** begin **
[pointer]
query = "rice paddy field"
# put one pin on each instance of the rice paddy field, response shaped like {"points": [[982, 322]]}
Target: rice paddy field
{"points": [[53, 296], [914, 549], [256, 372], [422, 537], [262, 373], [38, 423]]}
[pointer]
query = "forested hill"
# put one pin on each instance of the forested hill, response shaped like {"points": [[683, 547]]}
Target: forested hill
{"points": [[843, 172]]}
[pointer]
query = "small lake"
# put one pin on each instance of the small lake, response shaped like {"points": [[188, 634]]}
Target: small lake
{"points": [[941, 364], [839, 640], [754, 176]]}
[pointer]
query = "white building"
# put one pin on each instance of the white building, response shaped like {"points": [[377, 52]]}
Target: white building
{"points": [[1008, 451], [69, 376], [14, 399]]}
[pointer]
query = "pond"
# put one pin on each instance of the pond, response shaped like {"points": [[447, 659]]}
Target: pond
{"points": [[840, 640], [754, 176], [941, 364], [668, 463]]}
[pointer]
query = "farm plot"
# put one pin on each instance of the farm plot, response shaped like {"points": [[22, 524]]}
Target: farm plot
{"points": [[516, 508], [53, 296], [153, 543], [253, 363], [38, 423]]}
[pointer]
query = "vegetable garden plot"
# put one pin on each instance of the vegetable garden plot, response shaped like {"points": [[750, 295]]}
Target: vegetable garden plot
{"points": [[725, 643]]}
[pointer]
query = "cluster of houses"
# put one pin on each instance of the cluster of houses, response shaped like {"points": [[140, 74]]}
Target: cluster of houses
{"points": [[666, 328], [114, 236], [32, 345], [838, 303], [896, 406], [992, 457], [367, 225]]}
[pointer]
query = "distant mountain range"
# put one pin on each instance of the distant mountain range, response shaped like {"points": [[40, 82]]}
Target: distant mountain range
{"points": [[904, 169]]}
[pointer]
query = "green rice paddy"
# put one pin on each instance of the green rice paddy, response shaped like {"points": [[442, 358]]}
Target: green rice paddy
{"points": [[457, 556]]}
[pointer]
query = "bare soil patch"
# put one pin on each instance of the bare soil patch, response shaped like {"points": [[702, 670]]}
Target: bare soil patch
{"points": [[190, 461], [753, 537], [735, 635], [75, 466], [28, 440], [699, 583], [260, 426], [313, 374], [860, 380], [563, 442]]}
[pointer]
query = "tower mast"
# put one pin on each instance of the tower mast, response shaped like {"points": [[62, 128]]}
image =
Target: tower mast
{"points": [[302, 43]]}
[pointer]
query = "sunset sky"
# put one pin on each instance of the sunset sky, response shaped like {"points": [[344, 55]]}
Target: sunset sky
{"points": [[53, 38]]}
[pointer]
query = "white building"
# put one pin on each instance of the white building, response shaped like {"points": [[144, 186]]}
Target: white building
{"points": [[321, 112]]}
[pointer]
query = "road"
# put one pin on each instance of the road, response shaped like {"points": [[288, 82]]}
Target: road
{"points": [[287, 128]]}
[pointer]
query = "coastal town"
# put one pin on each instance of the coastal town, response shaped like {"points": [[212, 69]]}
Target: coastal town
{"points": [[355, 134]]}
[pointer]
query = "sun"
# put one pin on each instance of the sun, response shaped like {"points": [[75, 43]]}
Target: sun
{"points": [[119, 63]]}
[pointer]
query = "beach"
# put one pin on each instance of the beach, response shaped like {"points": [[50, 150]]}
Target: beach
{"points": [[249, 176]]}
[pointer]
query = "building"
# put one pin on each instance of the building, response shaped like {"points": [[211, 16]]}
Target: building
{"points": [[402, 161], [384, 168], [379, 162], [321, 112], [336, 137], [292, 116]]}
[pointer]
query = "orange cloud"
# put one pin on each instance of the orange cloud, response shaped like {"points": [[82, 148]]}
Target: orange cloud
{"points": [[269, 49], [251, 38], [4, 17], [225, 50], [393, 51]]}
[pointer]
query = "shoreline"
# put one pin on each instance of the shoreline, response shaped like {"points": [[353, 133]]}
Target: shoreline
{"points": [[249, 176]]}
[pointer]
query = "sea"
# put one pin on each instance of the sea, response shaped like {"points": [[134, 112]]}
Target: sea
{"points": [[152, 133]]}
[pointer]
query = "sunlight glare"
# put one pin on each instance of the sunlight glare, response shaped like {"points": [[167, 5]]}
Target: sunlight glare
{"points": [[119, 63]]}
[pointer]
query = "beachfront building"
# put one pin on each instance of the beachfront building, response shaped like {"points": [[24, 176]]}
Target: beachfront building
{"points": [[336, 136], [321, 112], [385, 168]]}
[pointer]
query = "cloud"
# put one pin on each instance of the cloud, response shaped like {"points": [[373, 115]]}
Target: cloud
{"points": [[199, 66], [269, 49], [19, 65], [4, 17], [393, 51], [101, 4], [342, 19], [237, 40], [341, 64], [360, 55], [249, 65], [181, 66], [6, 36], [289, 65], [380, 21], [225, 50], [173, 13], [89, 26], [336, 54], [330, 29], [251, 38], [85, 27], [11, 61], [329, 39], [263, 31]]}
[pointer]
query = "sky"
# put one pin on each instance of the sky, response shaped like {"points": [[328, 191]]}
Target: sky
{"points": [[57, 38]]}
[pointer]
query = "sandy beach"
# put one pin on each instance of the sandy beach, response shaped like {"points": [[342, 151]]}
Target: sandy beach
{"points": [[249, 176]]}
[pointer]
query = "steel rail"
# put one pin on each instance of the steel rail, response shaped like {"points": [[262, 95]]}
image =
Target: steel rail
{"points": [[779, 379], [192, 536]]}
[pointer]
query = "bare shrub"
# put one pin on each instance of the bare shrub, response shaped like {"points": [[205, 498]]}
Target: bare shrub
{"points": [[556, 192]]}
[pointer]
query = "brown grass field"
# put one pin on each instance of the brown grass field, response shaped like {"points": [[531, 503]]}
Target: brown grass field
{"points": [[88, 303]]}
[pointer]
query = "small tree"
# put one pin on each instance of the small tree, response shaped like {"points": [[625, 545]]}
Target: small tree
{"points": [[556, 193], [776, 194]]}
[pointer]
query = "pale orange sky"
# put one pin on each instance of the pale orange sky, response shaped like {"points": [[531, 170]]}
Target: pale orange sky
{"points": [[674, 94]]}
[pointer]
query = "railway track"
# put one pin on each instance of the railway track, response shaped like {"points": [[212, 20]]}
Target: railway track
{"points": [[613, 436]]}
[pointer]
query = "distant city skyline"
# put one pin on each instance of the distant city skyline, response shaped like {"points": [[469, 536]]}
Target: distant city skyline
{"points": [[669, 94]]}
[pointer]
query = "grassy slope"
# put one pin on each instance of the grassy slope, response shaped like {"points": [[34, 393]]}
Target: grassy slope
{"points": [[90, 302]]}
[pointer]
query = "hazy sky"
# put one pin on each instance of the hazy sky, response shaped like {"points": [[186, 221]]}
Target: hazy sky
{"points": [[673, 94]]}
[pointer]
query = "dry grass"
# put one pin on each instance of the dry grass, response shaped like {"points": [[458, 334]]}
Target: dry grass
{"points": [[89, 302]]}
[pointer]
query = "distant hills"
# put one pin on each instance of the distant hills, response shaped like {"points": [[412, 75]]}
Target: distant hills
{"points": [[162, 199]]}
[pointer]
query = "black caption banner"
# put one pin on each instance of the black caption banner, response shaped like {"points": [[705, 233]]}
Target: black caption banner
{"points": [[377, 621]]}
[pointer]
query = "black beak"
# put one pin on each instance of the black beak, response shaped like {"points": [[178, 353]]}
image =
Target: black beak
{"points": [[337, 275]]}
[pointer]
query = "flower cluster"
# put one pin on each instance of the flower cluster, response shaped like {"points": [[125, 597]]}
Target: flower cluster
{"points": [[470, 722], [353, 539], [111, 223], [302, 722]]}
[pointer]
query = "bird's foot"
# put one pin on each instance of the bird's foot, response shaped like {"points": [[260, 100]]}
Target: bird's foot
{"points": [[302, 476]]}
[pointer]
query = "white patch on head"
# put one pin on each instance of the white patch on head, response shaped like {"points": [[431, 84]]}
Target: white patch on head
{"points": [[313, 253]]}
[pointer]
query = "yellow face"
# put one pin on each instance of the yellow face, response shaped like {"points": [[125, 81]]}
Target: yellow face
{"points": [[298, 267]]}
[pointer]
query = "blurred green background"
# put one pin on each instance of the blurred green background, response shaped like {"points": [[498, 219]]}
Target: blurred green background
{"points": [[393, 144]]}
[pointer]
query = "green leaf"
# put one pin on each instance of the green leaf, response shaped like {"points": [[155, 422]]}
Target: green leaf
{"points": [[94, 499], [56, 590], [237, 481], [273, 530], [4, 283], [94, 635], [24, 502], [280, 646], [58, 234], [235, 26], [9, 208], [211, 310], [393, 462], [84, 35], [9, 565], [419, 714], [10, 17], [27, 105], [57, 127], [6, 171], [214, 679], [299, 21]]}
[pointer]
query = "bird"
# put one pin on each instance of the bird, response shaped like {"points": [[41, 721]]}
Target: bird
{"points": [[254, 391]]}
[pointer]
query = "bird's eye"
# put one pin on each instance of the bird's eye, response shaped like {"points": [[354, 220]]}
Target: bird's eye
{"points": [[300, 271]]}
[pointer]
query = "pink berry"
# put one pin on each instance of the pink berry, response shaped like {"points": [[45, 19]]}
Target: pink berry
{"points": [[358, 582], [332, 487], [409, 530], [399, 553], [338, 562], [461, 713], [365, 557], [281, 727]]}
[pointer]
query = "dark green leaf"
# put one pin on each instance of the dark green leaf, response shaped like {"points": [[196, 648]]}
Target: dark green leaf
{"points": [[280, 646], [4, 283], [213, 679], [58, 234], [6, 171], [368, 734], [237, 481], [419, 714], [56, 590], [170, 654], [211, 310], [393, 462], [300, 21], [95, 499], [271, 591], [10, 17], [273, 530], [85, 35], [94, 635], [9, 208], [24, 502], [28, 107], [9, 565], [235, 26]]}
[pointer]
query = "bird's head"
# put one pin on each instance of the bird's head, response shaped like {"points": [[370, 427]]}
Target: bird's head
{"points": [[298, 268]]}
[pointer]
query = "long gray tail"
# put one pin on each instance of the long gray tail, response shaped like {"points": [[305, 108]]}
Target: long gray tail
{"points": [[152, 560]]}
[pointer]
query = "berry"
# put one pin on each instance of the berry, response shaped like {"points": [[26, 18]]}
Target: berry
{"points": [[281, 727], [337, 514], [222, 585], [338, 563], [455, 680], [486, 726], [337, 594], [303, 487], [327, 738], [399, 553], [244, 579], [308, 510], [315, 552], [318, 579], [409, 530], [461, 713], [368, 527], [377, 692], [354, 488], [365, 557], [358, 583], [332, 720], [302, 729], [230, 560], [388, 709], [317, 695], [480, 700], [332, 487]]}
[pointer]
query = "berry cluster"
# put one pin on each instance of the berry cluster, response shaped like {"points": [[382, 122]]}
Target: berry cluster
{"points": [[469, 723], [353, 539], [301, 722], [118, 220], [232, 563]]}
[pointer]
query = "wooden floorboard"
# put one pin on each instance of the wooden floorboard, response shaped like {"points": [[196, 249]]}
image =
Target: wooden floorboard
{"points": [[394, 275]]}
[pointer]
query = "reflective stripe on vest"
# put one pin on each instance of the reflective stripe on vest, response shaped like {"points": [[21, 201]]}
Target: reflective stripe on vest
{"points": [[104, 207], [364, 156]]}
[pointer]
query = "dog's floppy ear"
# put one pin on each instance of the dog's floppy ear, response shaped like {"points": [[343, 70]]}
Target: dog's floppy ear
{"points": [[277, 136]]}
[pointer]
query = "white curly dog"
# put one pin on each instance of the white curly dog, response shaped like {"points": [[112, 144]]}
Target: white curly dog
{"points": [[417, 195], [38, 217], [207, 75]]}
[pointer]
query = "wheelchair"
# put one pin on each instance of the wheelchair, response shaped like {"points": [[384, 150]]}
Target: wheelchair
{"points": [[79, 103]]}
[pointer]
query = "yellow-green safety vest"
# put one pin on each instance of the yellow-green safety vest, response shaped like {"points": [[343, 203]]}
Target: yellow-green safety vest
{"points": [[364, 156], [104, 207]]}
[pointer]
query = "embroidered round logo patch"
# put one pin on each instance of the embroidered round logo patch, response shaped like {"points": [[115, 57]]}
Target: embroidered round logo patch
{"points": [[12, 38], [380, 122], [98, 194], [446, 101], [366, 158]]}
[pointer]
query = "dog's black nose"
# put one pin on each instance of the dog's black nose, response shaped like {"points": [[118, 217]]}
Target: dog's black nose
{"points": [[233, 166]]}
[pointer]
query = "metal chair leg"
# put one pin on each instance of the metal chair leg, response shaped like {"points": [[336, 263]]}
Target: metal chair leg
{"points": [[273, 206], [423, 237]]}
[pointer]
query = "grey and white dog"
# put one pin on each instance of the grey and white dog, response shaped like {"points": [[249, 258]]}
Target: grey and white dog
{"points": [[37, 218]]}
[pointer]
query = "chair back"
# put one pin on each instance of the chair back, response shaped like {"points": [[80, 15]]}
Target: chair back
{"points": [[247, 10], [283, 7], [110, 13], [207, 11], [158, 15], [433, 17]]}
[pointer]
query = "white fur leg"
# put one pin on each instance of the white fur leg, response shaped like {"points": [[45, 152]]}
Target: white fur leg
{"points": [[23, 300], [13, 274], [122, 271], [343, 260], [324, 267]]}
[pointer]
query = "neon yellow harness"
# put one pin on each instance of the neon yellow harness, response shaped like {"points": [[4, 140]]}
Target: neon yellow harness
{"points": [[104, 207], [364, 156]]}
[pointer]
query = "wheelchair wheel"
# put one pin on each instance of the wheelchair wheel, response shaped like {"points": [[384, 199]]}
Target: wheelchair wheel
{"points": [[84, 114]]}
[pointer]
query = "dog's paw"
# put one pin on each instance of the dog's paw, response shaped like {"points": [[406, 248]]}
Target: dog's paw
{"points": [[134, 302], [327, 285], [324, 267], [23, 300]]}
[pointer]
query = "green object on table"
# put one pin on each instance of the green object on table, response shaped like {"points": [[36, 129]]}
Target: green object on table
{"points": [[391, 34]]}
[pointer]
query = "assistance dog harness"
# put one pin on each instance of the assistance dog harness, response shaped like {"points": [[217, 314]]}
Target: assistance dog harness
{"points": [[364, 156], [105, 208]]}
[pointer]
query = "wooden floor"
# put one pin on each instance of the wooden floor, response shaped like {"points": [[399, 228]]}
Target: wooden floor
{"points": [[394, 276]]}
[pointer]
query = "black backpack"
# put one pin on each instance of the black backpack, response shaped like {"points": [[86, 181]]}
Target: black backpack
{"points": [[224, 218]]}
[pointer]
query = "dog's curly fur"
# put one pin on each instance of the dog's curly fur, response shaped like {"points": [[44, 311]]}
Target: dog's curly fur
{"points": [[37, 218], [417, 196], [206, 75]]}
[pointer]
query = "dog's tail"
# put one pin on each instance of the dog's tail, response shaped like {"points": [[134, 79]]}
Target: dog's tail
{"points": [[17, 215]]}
** end **
[PROBLEM DESCRIPTION]
Report each line of the listing above that contains the word "garden".

[RESPONSE TO THE TASK]
query = "vegetable garden plot"
# put one pin on each instance of the vegetable garden plot, response shaped like {"points": [[750, 295]]}
Target: vegetable garden plot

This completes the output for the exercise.